## Your objective
Can you reproduce all of the data below word for word, leaving the pictures out?

## Items drawn from a data source
--------------------
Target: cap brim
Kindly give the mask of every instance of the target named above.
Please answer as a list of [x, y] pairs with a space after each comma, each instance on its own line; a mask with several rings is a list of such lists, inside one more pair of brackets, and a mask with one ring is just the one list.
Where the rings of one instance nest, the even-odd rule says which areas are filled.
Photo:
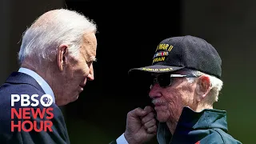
--------------------
## The solution
Target: cap brim
Kindly give the mask of every instance of the target named above.
Please answer as a list of [x, y] pairs with a space after each comma, each instance on its own line; a mask with several rings is a list of such lists, inside one more pair of brackets, and a mask with one ring is just the one list.
Where the rings of one instance nest, the even-odd rule says which areas are filled.
Photo:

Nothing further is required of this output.